[PROVIDED INFORMATION Boundary: Start]

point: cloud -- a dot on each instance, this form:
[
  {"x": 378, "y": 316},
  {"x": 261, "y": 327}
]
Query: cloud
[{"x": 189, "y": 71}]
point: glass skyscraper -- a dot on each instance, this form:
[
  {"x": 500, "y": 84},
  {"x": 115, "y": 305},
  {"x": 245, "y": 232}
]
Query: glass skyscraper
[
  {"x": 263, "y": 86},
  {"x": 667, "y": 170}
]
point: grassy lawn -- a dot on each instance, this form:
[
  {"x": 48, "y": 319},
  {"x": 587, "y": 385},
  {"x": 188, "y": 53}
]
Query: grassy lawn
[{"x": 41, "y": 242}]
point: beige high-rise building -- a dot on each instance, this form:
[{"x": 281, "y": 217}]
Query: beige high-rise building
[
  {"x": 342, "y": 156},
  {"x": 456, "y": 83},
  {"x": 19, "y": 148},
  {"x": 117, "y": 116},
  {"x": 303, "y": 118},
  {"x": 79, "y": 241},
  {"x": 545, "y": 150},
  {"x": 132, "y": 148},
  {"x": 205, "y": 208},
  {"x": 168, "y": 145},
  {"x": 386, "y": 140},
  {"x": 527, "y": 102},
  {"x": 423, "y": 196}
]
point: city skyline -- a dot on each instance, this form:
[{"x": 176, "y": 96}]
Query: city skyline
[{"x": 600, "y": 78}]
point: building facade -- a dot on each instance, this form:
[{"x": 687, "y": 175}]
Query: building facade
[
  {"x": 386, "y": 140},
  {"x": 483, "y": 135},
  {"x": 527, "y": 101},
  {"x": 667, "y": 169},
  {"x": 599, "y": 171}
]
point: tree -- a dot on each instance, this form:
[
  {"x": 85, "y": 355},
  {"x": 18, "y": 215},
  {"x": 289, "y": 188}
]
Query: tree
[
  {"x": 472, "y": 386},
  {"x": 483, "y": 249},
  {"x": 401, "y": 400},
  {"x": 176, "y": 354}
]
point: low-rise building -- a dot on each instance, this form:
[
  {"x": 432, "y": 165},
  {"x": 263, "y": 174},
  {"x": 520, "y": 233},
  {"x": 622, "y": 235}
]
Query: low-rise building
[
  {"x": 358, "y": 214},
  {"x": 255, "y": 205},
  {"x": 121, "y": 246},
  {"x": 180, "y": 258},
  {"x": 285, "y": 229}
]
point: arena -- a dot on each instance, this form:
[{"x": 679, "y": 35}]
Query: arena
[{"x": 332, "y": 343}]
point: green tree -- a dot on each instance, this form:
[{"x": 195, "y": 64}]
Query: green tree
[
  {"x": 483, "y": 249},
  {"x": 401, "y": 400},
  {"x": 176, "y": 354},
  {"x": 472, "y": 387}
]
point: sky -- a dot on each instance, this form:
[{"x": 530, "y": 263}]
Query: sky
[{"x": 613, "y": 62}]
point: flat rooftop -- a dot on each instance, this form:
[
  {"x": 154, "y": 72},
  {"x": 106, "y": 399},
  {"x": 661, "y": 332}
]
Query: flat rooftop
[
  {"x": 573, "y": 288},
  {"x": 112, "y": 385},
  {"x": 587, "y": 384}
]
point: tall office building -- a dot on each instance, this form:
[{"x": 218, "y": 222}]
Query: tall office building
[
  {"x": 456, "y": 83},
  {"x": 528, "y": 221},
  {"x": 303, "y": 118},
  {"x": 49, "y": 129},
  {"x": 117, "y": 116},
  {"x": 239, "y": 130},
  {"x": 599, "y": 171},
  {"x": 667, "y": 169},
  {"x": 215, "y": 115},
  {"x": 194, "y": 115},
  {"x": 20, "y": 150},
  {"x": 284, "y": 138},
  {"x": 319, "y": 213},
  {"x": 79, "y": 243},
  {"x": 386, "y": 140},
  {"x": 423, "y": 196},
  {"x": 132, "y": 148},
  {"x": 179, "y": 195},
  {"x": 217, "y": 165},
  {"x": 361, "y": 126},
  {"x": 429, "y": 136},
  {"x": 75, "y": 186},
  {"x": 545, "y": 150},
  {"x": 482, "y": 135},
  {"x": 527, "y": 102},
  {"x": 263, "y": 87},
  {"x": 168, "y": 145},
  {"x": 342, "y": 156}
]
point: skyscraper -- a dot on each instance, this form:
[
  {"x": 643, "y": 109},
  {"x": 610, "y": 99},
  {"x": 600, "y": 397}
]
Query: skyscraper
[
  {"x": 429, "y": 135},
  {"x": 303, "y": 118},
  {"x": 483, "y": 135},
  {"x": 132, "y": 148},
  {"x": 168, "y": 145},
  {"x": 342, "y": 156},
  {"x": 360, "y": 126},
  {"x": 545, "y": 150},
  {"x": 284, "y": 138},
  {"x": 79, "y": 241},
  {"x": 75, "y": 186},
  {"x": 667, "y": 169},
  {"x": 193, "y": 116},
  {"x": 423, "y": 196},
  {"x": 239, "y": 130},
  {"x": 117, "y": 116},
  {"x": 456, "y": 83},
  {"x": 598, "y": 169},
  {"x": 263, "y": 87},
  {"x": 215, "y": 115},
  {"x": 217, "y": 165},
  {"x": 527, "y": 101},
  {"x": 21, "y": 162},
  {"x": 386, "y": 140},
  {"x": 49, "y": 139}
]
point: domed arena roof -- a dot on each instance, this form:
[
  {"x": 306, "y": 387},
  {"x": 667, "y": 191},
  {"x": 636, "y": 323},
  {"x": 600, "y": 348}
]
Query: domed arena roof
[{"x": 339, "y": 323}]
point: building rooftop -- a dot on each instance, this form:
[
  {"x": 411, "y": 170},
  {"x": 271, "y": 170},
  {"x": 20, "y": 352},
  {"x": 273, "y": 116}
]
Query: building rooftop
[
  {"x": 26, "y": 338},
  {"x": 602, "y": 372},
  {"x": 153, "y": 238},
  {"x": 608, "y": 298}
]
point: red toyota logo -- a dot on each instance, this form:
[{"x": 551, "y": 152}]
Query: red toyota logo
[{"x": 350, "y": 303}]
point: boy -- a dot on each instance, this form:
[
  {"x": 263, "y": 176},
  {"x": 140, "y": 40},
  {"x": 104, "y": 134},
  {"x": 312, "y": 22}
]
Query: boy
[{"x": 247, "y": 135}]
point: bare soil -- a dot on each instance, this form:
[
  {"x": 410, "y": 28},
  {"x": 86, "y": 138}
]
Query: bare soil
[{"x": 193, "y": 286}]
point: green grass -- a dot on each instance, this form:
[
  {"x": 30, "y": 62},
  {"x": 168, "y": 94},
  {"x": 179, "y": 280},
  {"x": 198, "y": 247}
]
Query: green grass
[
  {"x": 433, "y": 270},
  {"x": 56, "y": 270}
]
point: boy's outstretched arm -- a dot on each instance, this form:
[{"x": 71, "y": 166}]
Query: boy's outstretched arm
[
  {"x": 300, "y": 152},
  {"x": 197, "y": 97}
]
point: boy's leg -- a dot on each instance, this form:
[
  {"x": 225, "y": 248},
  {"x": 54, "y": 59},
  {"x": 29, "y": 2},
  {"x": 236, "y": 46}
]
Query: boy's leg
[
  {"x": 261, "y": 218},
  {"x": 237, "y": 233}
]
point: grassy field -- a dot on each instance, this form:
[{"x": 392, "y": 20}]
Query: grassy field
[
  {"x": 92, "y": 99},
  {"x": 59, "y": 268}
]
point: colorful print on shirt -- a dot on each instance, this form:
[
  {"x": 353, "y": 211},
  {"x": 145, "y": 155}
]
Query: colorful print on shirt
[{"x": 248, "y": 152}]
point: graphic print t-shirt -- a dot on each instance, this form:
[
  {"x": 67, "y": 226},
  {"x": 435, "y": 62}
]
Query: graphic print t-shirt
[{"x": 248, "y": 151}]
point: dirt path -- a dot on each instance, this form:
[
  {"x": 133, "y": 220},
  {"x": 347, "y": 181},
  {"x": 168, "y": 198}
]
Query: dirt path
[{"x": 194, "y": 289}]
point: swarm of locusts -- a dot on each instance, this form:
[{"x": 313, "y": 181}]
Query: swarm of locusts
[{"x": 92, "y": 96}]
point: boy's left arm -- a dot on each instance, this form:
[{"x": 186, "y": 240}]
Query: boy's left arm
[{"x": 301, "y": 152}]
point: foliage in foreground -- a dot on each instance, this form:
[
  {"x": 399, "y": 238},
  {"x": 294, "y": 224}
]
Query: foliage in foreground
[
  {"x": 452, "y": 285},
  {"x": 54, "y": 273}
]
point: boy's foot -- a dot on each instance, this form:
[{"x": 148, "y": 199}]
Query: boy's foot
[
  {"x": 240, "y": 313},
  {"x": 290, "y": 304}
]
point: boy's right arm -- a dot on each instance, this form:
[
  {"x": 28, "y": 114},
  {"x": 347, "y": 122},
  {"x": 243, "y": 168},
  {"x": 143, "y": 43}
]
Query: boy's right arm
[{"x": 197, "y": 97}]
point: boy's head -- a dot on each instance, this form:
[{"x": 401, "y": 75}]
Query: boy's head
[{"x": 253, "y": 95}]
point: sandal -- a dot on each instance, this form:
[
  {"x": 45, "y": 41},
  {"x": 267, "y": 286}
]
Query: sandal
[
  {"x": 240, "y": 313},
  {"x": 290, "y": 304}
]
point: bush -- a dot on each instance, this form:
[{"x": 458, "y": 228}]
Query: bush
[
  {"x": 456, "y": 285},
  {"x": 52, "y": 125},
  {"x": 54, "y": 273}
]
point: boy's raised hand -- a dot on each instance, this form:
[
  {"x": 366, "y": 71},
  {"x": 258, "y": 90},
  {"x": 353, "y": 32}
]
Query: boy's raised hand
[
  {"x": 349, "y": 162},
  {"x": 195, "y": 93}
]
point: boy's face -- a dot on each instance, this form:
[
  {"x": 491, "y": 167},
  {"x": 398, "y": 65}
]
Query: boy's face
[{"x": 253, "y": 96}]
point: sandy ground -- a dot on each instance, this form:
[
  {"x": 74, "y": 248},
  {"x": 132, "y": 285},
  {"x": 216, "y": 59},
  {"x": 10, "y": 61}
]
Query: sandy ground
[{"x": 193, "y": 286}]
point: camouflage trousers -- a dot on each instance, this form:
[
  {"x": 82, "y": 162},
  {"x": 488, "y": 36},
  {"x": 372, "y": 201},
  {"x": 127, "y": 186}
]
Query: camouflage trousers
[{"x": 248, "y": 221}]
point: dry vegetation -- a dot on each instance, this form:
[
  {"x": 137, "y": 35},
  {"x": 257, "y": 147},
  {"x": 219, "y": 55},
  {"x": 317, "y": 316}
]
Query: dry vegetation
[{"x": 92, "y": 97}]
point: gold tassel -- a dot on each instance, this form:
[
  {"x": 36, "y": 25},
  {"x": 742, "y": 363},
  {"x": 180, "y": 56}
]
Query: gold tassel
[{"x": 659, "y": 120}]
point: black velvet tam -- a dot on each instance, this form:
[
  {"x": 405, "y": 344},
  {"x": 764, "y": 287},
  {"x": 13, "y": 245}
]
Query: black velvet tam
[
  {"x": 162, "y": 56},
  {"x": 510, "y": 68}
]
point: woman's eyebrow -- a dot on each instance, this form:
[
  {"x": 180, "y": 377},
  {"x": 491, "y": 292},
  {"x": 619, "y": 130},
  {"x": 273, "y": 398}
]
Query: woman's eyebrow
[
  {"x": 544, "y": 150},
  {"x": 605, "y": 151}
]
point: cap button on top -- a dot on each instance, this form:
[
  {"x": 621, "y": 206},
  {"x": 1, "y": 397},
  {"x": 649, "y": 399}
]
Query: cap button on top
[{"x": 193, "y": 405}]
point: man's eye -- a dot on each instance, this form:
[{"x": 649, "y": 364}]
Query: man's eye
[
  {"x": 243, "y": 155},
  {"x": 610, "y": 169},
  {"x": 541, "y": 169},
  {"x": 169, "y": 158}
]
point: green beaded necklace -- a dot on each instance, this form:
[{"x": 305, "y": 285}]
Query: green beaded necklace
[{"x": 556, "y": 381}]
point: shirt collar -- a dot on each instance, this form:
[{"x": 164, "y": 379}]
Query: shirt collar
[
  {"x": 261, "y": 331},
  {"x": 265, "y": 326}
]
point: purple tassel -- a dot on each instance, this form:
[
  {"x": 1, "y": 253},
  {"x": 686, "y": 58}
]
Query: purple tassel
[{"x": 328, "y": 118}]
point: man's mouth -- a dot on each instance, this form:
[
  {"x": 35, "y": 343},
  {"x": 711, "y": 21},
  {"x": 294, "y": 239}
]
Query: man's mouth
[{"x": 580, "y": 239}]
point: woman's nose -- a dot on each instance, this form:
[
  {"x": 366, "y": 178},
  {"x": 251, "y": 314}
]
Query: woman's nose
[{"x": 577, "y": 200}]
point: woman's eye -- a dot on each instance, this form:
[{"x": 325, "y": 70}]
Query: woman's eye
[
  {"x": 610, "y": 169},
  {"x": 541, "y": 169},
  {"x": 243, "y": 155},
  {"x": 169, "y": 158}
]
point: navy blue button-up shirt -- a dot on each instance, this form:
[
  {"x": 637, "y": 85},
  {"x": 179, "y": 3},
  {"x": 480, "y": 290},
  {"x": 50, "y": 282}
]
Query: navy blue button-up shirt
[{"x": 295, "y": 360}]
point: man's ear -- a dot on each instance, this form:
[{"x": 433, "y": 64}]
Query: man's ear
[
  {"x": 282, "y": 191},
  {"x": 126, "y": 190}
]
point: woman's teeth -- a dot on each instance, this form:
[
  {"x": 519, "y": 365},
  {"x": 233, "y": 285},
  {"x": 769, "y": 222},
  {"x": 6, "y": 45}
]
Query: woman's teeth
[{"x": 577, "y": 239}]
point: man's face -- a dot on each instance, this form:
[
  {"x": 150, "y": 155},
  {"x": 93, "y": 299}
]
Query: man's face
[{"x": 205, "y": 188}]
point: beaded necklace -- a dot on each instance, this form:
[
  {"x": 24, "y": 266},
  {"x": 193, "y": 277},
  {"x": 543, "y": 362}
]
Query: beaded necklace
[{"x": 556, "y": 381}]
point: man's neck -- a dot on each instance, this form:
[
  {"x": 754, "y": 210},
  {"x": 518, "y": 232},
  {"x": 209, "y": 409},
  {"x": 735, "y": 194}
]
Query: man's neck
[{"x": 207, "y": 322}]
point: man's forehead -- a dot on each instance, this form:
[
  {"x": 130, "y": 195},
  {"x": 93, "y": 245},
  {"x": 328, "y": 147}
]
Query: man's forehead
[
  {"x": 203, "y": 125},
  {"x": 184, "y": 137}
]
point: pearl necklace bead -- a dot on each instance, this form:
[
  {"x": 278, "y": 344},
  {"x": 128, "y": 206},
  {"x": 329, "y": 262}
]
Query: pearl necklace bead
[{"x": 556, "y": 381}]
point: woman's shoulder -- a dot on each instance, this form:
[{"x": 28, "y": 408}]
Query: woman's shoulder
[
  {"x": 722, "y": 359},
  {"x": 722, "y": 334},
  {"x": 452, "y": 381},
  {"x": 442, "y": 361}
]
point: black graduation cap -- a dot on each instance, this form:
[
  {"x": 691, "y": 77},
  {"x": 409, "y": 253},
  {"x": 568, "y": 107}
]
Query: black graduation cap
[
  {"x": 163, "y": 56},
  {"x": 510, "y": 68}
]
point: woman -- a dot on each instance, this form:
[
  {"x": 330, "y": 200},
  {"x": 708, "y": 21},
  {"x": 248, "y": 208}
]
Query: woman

[PROVIDED INFORMATION Boundary: End]

* **PROMPT**
The answer should consist of the lines from the one with "point: black graduation" through the last line of the entries, duplicated exactly and nothing more.

* **ANSWER BOX**
point: black graduation cap -- a dot on each instance, this form:
[
  {"x": 691, "y": 77},
  {"x": 409, "y": 253},
  {"x": 568, "y": 107}
]
Query: black graduation cap
[
  {"x": 163, "y": 56},
  {"x": 510, "y": 68}
]
point: woman -- a dot on each instance, this form:
[
  {"x": 330, "y": 200},
  {"x": 708, "y": 21},
  {"x": 248, "y": 208}
]
Query: woman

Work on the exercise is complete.